▶ THE PROBLEM
What follows is data; output all of it exactly as given.

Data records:
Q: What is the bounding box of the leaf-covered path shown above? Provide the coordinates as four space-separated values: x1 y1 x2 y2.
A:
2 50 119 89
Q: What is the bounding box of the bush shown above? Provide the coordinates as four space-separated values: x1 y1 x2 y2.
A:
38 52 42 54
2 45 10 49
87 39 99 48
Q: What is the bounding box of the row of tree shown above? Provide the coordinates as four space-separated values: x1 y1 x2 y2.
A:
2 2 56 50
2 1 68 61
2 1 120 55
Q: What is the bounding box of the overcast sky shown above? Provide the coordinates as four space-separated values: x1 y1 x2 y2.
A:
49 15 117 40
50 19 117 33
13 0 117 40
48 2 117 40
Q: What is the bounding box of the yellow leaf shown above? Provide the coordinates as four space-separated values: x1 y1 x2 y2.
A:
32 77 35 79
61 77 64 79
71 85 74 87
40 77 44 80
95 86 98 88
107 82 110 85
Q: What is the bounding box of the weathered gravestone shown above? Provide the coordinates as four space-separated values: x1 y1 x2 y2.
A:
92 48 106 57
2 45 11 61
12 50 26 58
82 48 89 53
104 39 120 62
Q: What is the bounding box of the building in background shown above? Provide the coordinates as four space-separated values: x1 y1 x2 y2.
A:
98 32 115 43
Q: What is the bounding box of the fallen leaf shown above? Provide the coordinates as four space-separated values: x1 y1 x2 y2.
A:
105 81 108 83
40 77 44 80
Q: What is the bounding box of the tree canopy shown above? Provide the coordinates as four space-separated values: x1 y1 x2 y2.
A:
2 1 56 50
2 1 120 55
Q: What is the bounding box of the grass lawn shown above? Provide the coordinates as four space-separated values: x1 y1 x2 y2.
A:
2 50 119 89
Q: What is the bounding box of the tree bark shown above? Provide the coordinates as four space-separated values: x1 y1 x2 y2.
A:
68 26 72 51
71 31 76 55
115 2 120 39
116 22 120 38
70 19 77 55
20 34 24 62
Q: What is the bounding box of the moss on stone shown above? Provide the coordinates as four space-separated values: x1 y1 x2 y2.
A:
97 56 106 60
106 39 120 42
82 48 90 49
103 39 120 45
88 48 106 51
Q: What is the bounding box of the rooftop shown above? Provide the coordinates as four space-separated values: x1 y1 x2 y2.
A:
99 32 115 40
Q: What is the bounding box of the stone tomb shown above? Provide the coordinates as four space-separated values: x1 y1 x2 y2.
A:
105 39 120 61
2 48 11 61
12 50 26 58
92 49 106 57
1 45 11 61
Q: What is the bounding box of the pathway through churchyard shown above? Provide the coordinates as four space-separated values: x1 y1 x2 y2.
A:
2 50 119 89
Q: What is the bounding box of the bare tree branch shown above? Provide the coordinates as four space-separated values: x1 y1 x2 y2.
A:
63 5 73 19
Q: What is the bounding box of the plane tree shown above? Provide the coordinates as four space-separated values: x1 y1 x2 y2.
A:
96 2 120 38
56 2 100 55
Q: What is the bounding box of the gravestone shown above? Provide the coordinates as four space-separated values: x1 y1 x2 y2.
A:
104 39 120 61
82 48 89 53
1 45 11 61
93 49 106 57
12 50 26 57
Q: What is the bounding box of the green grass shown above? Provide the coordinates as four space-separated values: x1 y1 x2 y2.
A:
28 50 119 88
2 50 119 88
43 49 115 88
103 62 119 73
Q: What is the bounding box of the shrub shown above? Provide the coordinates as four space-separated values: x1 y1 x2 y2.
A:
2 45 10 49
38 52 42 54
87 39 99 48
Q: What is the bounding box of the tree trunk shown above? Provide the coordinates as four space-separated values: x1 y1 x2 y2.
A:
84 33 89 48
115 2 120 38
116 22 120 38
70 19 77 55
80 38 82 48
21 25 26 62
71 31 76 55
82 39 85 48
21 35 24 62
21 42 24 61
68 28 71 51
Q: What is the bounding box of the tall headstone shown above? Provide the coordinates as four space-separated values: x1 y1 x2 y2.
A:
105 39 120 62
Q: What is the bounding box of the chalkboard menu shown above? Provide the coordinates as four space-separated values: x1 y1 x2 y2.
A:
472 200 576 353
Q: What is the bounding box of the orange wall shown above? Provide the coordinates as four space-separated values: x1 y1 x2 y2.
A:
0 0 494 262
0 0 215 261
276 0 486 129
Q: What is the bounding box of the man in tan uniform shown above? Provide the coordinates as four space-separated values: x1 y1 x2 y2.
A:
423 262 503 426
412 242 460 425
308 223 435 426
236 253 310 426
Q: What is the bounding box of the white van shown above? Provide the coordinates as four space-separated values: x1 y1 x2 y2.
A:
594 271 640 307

▶ TASK RESPONSE
Q: What is the bounding box of the leaf-covered path shown above? Provide the coordinates as four space-separated values: x1 y1 x2 y2.
A:
2 50 119 89
Q: What is the bounding box of the bush shown above? Provide the coordinates as four space-separated values: x1 y1 x2 y2.
A:
38 52 42 54
2 45 10 49
87 39 99 48
Q: What is the bounding box of the row of tree shown above? Provide the coordinates as four space-separated values: x1 y1 x2 y2.
A:
2 2 56 50
2 1 68 61
2 1 120 55
Q: What is the bounding box of the overcast sky shown above? Provide the coordinates as four space-separated values: x1 y1 x2 y2.
A:
49 15 117 40
50 19 117 33
13 0 117 40
48 2 117 40
Q: What is the bounding box of the yellow leaf shown above? Provide the coordinates as four space-separated values: x1 y1 x2 y2.
A:
32 77 35 79
61 77 64 79
71 85 74 87
40 77 44 80
95 86 98 88
107 82 110 85
Q: What is the bounding box of the weathered gravestone shown above? Provide the coordinates as four space-separated values: x1 y1 x2 y2.
A:
92 48 106 57
2 45 11 61
12 50 26 58
82 48 89 53
104 39 120 62
Q: What is the bounding box of the building in background shown above? Provide the coordinates as four space-separated values: x1 y1 x2 y2.
A:
98 32 115 43
Q: What is the bounding box of the fallen leaf shown above? Provide the coordinates as four space-separated values: x1 y1 x2 y2.
A:
105 81 108 83
40 77 44 80
Q: What is the bounding box of the tree canopy shown above? Provide the coordinates as four space-separated values: x1 y1 x2 y2.
A:
2 1 56 50
2 1 120 55
Q: What is the bounding box of the grass lawn shown above? Provide the coordinates as four space-separated values: x1 y1 x2 y2.
A:
2 50 119 89
Q: What is the bounding box of the tree bark shown above? Provide the coordinates as four space-separated values: x1 y1 x2 y2.
A:
68 26 72 51
71 31 76 55
115 2 120 39
116 22 120 38
70 19 77 55
20 34 24 62
Q: What is the bounding box of the moss on stone shown above? Provide the coordinates as four space-separated values: x1 y1 x2 y2.
A:
97 56 106 60
106 39 120 42
82 48 90 49
103 39 120 45
88 48 106 51
Q: What is the bounding box of the rooftop shown above? Provide the coordinates as four space-separated values: x1 y1 x2 y2.
A:
99 32 115 40
Q: What is the bounding box of the stone tomb shown above? Provide the coordinates as four space-separated values: x1 y1 x2 y2.
A:
105 39 120 61
2 48 11 61
12 50 26 58
92 49 106 57
1 45 11 61
Q: What is the bounding box of the pathway through churchyard shown above? Provide the coordinates as four space-separated values: x1 y1 x2 y2.
A:
2 50 119 89
Q: What is the bounding box of the bare tree branch shown above? Provide the coordinates as four space-separated values: x1 y1 x2 y2.
A:
63 5 73 19
Q: What is the bounding box of the plane tree shown above? Provide the coordinates as four space-separated values: x1 y1 x2 y2.
A:
96 2 120 38
56 2 100 55
Q: What is the bounding box of the gravestone shown above? Provide the coordinates as four space-separated values: x1 y1 x2 y2.
A:
104 39 120 61
82 48 89 53
1 45 11 61
93 49 106 57
12 50 26 57
Q: What is the bounding box of the green grass shown above? Provide the coordinates as four space-separated values: x1 y1 x2 y2.
A:
28 50 119 88
2 50 119 88
43 49 115 88
103 62 119 73
Q: What is the bounding box of the shrub shown above? Provide the coordinates as four space-separated values: x1 y1 x2 y2.
A:
2 45 10 49
38 52 42 54
87 39 99 48
Q: What is the bounding box of the tree trunk shown above? Provide the coordinates as four space-separated values: x1 y1 x2 y2.
A:
84 33 89 48
115 2 120 38
116 22 120 38
70 19 77 55
80 38 82 48
21 25 26 62
71 31 76 55
82 39 85 48
21 35 24 62
21 42 24 61
68 28 71 51
Q: What is the bounding box of the tall headstone shown above? Provide the coordinates as four space-separated values: x1 y1 x2 y2.
A:
105 39 120 62
Q: What is the bounding box of the chalkboard menu shown above? Provide the coordinates as four space-separated values: x1 y1 x2 y2.
A:
472 200 576 353
Q: What is the bounding box of the orange wall shown above? Provide the coordinates as four space-separated values: x1 y1 x2 y2.
A:
0 0 494 262
0 0 215 261
276 0 486 129
Q: What is the bounding box of the man in tan uniform shown above? Provide the coordinates as four space-separated values: x1 y1 x2 y2.
A:
423 262 503 426
412 242 460 425
308 223 435 426
236 253 310 426
Q: What is the bounding box of the white van shown above? Provide the coordinates as four space-separated values: x1 y1 x2 y2.
A:
594 271 640 307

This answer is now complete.